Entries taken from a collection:
+++

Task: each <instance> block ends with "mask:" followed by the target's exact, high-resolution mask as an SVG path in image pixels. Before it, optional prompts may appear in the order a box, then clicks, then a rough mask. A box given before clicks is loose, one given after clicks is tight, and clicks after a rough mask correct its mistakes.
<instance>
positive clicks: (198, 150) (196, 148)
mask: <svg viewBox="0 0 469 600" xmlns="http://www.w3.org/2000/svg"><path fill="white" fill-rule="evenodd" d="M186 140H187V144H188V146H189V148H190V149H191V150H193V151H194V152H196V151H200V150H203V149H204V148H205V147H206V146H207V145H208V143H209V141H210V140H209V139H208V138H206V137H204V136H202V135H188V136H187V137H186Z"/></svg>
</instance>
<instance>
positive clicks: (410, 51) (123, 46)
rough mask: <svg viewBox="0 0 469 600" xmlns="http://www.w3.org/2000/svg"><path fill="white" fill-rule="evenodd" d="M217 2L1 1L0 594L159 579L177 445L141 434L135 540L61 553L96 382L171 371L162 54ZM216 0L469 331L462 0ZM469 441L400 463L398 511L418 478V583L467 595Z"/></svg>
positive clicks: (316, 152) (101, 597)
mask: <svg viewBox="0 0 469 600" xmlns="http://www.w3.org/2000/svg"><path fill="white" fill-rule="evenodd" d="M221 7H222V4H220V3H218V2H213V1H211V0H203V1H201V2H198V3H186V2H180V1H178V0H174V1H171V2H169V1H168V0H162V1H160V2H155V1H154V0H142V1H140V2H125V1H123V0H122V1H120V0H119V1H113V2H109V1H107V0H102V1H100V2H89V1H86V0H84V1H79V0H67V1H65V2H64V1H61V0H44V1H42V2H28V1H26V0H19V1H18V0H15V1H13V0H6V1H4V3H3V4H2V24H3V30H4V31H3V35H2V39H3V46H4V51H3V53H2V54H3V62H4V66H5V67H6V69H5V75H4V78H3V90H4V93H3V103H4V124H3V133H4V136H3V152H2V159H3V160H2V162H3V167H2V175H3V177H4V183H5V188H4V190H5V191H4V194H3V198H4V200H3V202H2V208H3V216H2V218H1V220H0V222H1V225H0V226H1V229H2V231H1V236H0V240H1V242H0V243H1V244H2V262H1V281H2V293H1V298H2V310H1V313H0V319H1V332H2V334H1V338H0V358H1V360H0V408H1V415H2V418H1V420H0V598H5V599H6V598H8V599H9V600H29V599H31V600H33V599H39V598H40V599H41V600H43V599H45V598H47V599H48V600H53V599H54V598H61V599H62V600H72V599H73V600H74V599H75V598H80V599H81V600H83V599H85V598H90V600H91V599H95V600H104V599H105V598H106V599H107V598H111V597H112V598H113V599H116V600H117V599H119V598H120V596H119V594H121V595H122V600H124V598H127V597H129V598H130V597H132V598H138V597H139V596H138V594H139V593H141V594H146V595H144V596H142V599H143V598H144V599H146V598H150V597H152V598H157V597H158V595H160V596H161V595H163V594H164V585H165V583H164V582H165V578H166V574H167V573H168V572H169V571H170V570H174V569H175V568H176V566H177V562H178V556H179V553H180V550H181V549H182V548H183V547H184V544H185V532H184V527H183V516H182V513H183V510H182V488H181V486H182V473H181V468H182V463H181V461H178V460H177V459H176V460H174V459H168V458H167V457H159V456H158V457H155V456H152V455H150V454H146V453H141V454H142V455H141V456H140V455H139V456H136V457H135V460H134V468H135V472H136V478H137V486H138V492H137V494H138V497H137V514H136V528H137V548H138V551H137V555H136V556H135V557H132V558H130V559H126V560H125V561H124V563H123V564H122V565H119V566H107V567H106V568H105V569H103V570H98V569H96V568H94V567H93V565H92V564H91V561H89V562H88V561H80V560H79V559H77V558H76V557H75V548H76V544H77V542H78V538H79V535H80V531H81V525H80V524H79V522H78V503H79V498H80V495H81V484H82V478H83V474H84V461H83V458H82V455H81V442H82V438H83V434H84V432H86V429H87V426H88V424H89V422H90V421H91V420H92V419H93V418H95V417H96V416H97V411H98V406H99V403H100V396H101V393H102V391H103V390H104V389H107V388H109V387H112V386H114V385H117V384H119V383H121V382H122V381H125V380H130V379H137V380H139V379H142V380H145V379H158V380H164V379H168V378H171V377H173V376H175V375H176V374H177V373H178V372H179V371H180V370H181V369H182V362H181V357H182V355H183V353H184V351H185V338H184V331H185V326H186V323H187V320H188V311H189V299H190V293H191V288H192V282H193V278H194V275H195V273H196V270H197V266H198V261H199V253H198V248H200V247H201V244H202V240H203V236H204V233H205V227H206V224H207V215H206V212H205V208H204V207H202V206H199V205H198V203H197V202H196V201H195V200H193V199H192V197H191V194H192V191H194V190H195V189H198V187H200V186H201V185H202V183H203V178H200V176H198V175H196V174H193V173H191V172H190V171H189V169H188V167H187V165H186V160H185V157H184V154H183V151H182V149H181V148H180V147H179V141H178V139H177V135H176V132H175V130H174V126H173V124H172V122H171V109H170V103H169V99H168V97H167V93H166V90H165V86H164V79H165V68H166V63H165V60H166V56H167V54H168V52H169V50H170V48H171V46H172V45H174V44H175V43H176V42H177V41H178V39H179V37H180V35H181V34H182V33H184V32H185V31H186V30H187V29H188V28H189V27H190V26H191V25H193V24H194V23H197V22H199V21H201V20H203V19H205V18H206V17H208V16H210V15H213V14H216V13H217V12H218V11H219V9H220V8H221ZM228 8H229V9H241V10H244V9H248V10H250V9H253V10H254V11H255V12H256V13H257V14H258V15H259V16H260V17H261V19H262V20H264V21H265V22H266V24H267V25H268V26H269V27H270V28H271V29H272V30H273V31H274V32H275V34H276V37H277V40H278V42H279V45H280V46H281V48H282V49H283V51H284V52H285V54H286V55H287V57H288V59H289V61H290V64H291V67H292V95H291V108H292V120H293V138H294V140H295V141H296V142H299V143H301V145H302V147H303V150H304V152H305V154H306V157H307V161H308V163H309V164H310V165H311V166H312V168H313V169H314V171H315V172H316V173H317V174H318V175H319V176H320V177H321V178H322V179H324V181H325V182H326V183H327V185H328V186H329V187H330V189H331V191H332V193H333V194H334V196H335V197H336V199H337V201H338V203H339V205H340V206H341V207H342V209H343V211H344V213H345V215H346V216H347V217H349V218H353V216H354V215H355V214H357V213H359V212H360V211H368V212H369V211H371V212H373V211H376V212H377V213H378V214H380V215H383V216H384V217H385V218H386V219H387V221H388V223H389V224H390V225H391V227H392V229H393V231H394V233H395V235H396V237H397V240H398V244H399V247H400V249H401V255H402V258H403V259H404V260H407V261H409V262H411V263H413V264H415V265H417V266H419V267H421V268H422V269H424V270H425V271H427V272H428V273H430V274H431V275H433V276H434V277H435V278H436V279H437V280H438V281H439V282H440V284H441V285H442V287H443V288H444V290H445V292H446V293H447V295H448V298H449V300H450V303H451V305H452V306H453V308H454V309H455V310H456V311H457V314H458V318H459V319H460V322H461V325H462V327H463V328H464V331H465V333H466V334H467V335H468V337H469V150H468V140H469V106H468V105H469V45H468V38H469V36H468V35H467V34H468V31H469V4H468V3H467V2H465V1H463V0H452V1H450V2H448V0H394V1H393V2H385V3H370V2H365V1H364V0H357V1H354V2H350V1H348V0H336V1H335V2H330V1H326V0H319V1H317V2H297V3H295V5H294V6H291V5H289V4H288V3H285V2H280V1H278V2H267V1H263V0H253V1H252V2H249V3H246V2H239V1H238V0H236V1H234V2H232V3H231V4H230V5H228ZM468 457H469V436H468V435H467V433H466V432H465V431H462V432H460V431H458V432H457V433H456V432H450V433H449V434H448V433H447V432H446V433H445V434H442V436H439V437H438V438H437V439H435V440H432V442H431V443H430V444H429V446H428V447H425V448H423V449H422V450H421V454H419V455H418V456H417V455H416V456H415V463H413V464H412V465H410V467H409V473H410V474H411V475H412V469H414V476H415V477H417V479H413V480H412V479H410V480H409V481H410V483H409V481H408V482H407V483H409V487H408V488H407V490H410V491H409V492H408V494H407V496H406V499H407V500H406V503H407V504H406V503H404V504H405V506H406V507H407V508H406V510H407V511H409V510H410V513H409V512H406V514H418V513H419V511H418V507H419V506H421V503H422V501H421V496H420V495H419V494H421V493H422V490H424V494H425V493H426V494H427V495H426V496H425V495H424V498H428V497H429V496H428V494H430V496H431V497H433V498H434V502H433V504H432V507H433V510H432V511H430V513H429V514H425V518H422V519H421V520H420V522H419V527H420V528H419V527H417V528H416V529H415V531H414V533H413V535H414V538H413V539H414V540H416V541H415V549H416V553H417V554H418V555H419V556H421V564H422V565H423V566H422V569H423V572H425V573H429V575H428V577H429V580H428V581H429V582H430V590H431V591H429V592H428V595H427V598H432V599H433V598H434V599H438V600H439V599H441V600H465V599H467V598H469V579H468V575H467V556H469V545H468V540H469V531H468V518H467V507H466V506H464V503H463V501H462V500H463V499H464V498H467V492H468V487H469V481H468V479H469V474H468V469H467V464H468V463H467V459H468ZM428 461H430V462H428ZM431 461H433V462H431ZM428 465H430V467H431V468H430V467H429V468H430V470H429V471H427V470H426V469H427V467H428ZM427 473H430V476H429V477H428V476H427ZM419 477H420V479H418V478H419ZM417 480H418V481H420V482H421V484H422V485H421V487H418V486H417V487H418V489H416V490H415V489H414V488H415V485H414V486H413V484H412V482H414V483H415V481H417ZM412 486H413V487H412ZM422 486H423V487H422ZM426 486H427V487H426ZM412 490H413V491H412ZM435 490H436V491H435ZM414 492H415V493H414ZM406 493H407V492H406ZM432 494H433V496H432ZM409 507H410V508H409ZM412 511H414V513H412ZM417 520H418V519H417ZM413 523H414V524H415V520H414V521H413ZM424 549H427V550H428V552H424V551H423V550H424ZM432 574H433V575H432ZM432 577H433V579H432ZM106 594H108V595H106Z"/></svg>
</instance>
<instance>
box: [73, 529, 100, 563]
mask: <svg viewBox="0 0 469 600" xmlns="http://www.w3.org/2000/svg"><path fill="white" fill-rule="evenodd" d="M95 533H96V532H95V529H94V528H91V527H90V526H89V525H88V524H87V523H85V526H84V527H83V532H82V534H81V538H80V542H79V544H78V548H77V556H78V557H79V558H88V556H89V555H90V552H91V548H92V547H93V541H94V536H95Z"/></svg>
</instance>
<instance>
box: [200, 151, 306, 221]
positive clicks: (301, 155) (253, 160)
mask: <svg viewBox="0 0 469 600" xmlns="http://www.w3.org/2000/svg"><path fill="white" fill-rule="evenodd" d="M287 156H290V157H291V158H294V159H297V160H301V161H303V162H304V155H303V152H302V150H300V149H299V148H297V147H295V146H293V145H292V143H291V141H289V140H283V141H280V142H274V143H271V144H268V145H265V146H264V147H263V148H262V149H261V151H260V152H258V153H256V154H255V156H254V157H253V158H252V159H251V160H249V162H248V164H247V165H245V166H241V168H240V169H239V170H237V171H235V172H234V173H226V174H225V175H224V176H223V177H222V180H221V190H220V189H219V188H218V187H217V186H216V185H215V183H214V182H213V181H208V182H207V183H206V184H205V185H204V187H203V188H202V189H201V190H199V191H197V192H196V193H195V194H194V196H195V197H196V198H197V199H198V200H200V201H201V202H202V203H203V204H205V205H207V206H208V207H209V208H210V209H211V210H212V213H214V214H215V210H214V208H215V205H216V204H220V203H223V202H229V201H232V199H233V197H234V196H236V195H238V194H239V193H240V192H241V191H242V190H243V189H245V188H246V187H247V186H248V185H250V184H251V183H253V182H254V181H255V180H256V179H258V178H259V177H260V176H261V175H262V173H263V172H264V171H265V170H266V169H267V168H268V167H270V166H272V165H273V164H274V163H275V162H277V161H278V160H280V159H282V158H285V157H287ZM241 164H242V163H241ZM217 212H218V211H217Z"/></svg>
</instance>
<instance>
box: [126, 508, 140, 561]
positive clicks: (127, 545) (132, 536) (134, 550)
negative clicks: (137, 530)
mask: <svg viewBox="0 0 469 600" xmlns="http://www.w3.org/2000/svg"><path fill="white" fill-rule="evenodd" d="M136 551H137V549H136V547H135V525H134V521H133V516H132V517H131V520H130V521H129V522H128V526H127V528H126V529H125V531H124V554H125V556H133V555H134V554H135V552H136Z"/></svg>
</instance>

+++

Action item: Please reproduce, exactly as they appear above, the lines from the line containing "positive clicks: (410, 51) (123, 46)" up to and including the line containing "rough mask: <svg".

Solution:
positive clicks: (410, 51) (123, 46)
rough mask: <svg viewBox="0 0 469 600" xmlns="http://www.w3.org/2000/svg"><path fill="white" fill-rule="evenodd" d="M217 2L1 1L0 594L159 579L177 445L141 434L135 540L61 553L96 382L171 371L162 54ZM216 0L469 331L462 0ZM469 441L400 463L398 511L418 478V583L467 595Z"/></svg>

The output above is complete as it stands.